_EXERCISE GOAL_. Please report every line of the material below that contains the word "water", copying each such line in full. Case counts.

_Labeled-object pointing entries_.
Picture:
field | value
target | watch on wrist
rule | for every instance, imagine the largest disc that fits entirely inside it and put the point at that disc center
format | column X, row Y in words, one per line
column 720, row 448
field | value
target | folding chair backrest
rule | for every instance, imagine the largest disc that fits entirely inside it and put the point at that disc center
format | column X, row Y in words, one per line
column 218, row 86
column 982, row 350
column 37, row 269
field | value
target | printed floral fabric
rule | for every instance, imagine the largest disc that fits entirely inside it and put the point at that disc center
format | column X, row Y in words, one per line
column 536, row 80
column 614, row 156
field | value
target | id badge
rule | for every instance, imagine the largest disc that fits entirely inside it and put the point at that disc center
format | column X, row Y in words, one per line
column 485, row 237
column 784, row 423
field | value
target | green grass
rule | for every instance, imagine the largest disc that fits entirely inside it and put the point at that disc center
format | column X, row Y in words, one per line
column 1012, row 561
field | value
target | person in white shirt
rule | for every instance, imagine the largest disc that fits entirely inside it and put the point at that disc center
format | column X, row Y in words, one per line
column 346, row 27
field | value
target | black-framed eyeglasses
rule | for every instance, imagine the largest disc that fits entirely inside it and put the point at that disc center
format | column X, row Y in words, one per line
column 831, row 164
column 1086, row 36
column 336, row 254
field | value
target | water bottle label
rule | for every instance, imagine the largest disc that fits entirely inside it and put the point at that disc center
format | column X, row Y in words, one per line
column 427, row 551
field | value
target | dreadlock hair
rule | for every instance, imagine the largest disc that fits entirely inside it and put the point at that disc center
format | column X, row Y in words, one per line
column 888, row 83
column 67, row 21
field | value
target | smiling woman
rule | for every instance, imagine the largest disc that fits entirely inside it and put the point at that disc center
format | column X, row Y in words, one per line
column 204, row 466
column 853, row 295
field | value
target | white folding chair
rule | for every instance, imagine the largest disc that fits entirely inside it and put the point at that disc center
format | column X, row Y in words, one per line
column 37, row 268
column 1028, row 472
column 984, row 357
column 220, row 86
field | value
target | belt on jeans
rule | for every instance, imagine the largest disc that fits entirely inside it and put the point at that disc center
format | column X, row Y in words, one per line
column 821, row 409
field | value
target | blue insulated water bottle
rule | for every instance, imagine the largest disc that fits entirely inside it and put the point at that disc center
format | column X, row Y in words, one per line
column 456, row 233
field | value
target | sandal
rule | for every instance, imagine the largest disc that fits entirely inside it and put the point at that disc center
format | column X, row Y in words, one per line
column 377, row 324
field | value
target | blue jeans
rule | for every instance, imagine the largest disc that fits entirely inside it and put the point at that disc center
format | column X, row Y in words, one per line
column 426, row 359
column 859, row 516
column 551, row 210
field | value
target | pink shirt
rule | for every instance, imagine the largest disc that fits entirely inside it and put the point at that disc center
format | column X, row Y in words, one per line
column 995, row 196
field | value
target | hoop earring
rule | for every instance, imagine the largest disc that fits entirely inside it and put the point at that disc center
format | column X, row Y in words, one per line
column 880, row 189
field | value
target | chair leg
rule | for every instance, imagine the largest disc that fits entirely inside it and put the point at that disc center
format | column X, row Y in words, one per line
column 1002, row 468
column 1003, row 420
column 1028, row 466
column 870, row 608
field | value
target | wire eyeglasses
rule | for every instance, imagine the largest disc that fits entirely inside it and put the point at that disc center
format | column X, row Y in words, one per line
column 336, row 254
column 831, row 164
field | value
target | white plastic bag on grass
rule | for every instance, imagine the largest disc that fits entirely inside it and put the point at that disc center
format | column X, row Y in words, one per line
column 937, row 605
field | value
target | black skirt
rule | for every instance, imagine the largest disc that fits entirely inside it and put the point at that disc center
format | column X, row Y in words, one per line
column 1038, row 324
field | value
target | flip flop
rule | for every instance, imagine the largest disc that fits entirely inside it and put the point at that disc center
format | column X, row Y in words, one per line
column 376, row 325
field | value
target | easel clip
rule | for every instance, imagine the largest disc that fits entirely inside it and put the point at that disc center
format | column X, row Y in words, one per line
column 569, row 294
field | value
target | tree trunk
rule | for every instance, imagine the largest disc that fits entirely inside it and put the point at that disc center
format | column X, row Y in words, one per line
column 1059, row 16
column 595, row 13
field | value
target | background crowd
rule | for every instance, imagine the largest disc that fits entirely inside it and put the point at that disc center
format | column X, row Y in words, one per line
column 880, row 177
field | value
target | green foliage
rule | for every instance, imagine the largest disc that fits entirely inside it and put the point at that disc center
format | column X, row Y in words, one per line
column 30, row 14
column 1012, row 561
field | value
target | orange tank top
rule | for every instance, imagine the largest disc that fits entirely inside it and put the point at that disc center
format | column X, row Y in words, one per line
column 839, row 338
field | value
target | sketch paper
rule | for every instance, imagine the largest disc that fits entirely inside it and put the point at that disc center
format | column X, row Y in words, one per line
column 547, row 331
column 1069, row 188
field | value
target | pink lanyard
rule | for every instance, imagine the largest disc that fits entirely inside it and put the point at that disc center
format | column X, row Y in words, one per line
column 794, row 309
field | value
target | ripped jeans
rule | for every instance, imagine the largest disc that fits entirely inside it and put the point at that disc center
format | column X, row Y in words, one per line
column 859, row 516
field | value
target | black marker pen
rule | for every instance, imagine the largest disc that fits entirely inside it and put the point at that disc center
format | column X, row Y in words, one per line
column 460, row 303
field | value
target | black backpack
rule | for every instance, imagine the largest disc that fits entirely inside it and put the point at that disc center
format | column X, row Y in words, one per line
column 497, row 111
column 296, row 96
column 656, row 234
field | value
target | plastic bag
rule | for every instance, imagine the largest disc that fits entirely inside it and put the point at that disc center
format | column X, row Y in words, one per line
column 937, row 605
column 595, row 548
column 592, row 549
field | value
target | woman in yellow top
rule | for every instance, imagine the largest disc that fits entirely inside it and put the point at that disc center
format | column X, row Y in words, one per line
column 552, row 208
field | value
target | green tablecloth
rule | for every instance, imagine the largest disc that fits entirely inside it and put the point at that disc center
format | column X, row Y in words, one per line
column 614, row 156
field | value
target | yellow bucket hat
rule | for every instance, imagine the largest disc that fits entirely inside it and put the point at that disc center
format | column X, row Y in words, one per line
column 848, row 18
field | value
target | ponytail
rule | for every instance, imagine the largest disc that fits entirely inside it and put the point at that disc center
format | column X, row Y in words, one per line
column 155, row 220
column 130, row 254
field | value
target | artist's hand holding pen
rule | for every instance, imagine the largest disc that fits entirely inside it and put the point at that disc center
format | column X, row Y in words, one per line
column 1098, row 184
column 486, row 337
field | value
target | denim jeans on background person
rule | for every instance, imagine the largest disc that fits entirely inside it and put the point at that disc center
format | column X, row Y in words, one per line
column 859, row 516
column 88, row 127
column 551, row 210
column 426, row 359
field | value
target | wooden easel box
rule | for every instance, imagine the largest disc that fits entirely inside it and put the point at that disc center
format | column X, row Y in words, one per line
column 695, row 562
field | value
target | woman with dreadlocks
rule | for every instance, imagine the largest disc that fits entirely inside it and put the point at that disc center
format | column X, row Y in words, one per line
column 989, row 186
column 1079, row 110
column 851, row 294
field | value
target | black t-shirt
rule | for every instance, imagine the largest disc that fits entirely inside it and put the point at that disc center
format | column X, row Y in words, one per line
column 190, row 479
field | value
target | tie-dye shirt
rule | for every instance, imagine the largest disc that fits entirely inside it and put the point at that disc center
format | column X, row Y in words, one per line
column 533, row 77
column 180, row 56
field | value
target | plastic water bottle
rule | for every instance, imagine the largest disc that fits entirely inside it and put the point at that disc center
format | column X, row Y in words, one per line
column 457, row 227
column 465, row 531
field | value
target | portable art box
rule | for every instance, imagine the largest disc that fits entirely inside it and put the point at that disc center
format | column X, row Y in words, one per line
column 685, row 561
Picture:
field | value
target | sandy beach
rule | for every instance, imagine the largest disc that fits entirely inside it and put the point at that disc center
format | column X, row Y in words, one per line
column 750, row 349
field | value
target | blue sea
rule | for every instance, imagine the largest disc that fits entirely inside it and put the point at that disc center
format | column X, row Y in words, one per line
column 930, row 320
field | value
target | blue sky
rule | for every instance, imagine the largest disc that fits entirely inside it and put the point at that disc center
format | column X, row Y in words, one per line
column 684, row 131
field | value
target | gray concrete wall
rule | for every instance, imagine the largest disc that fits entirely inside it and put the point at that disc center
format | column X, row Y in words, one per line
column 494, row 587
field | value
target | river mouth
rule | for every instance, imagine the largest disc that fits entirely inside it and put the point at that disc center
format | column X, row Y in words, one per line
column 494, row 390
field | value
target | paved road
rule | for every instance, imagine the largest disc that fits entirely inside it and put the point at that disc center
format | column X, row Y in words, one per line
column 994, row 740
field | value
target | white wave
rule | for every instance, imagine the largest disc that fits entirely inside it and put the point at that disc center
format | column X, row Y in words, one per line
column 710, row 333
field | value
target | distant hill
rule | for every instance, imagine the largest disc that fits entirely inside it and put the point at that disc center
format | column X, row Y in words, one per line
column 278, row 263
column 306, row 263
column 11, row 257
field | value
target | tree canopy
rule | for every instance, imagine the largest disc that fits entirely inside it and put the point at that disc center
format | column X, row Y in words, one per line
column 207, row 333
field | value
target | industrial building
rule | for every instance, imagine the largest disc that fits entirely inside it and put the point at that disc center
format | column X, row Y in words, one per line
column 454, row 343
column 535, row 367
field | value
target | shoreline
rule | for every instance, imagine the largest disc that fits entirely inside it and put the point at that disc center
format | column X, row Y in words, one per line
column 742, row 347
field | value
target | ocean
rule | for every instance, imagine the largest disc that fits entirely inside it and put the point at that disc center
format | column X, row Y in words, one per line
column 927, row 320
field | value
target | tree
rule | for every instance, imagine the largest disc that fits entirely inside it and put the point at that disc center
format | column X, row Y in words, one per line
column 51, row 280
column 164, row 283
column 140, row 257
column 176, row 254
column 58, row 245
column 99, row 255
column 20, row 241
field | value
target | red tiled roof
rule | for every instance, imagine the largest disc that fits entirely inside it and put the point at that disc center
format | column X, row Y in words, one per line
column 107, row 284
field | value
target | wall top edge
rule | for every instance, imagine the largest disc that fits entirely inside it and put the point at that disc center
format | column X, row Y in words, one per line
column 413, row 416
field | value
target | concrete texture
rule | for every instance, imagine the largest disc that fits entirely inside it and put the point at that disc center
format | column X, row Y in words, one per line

_ANSWER TO THE PROBLEM_.
target | water bottle label
target | blue insulated water bottle
target | plastic water bottle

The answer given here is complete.